*WHAT YOU NEED TO DO*.
What lines below contain the word "given"? Please pull each one out.

*RECORDS FOR THIS TASK*.
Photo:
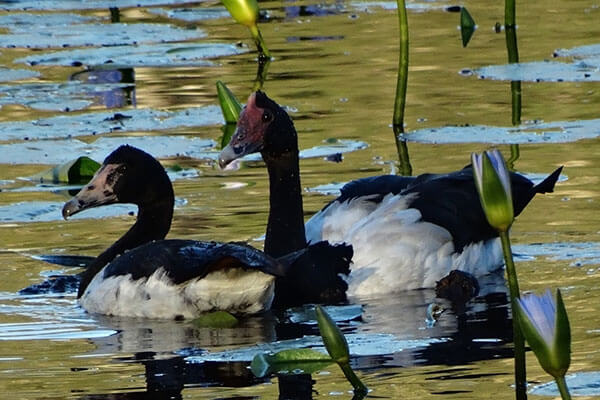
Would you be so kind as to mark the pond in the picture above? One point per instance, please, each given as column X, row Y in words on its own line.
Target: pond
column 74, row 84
--
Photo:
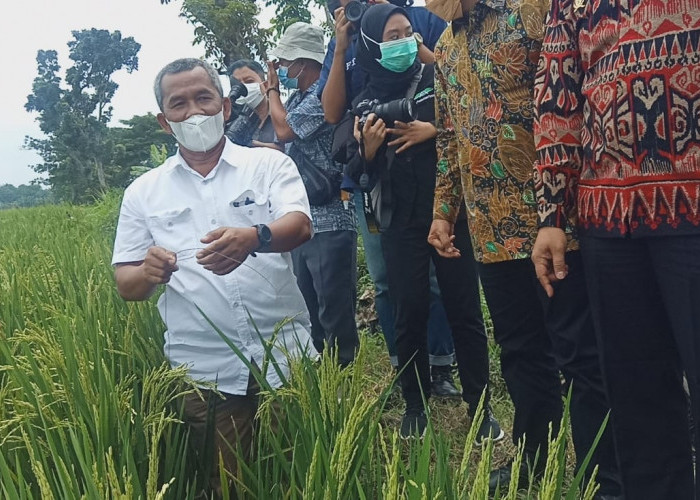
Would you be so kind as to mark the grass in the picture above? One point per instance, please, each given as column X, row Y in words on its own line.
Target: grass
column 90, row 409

*EXPECTED ANSWER*.
Would you be so kind as to mark the pond in the picture above? One point per instance, please, each given as column X, row Y in words on its own line.
Would you be so kind as to mark the grass in the picture above? One point per instance, please, each given as column X, row Y in words on its own line.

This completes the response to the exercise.